* [Data for this exercise]
** start **
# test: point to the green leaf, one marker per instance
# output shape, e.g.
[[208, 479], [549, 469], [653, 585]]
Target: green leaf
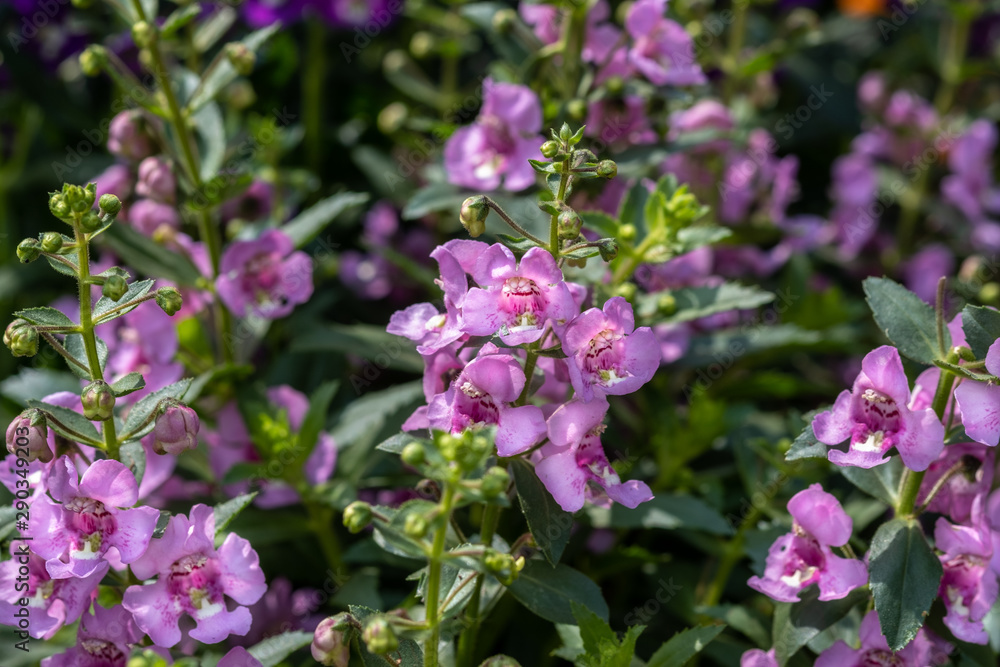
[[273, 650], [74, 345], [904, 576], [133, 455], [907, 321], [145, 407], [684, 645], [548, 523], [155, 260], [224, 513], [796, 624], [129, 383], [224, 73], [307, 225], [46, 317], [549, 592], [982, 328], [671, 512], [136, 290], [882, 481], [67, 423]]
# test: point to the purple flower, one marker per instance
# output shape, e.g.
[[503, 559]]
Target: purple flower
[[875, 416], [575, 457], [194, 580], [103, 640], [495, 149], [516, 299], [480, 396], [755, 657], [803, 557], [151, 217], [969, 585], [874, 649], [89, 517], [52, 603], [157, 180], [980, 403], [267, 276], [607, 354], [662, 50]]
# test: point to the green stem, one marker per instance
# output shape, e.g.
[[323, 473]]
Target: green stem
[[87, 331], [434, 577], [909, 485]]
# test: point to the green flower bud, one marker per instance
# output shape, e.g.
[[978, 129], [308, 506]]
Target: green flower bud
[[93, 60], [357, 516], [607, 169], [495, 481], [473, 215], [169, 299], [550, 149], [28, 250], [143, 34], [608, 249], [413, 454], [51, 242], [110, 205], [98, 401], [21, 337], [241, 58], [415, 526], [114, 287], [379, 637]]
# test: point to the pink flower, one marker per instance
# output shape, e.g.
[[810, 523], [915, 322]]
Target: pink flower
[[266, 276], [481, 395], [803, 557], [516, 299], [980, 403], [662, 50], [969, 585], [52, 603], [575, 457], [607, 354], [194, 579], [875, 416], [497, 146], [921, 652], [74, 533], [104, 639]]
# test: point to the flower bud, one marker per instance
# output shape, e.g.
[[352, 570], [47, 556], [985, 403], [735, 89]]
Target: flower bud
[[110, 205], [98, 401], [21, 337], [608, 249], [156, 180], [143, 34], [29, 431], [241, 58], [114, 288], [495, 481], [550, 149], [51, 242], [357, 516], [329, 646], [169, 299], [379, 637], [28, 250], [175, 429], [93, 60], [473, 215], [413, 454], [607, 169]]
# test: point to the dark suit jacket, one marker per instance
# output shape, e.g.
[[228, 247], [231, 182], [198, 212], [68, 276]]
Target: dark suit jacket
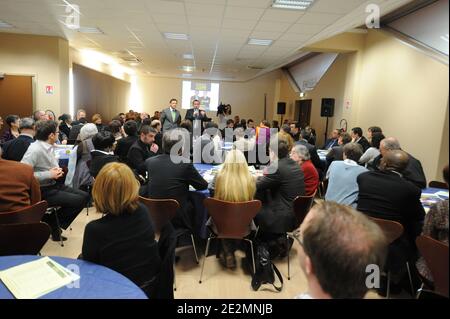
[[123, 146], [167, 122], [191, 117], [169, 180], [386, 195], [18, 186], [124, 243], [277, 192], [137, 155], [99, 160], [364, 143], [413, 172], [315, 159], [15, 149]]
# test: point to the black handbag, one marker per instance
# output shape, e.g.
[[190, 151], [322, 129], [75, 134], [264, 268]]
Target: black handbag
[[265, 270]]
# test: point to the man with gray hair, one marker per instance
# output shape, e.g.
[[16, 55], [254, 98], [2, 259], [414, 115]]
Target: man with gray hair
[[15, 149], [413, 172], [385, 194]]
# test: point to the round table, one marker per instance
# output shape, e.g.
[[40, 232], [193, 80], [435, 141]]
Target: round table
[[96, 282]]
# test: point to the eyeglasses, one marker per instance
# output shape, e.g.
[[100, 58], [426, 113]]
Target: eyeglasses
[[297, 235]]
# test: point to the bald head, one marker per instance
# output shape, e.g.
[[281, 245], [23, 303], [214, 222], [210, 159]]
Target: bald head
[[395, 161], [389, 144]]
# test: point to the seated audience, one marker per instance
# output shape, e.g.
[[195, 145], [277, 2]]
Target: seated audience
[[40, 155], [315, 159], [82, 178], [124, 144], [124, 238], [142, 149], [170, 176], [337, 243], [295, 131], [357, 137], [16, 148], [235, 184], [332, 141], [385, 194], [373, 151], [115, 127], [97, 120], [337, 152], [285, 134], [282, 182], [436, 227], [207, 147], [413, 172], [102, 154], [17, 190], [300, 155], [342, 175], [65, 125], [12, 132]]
** end **
* [Task instructions] Copy out the lines of the entries above from the line containing "# test: point to the pink" through the line containing "454], [607, 169]]", inclusive, exactly as they appear.

* [Worked answer]
# test: point to the pink flower, one marker per instance
# output shape, e.g.
[[810, 523], [915, 322]]
Target: pink flower
[[266, 276], [481, 395], [803, 557], [516, 299], [980, 403], [662, 50], [969, 585], [52, 603], [575, 457], [607, 354], [194, 579], [875, 416], [497, 146], [921, 652], [74, 533], [104, 639]]
# test: point to the flower bud, one marker per instance
# output shape, e.g.
[[352, 570], [47, 556], [985, 403], [735, 89]]
Target: flower bud
[[110, 205], [98, 401], [21, 337], [608, 249], [156, 180], [143, 34], [29, 431], [241, 58], [114, 288], [495, 481], [550, 149], [51, 242], [357, 516], [329, 646], [169, 299], [379, 637], [28, 250], [175, 429], [93, 60], [473, 215], [413, 454], [607, 169]]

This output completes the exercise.